• WHAT IS EXPECTED:
Where a line of the entries holds the string "sample", copy that line.

(EXCERPTED RECORDS begins)

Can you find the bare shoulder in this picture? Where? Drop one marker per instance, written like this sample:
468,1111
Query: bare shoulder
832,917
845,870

(EXCERPTED RECORDS ends)
(EXCERPTED RECORDS begins)

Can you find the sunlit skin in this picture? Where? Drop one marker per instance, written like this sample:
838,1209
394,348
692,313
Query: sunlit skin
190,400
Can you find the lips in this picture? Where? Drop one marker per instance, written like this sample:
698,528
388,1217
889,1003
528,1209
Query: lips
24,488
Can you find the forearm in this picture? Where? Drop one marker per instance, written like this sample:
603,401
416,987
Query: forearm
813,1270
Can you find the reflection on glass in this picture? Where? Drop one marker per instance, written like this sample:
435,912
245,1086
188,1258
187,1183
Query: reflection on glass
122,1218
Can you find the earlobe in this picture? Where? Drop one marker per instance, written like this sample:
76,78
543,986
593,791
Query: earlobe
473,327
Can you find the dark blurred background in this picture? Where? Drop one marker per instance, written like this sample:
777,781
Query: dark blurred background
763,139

(EXCERPTED RECORDS ends)

• RESULT:
Can you find the bare shoulder in this picture? Where? Drop one marker per instance, written like this sample:
Can you find the sunlit skin in this picture? Where? Drop one marker per instance, written like this sample:
Can you find the lips in this picture? Where? Drop one marker per instance, written like this sample:
Can you find the forearm in this picture? Where? Drop one marker per instance, written like this sample:
Can you find the reflection on glass in this picture? Where? Drop one marker per instance, written like this sample:
Can you find the earlobe in this picture? Where? Drop one marker per instance, written like this sample:
Can you find the dark blurred background in this picture? Where? Drop one marker per instance, written like this sample:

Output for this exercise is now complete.